__Instruction__:
Lay out every line of the entries below as a Markdown table with two columns, Row and Line, numbering each row in order and leaving out blank lines.

[Entries pointing to named objects]
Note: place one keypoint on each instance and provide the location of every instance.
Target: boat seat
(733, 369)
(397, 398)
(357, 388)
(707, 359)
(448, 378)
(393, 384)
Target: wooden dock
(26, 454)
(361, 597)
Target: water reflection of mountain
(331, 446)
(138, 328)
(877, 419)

__Answer to the exercise__:
| Row | Line |
|---|---|
| 1 | Note: place one keypoint on each instance and provide the location of every instance. |
| 2 | Target: boat seat |
| 3 | (733, 369) |
| 4 | (397, 398) |
| 5 | (357, 388) |
| 6 | (707, 359) |
| 7 | (448, 378) |
| 8 | (393, 384) |
| 9 | Target: wooden dock |
| 10 | (26, 454) |
| 11 | (361, 597) |
| 12 | Target: water reflection of mountain |
| 13 | (331, 446) |
| 14 | (138, 328) |
| 15 | (877, 419) |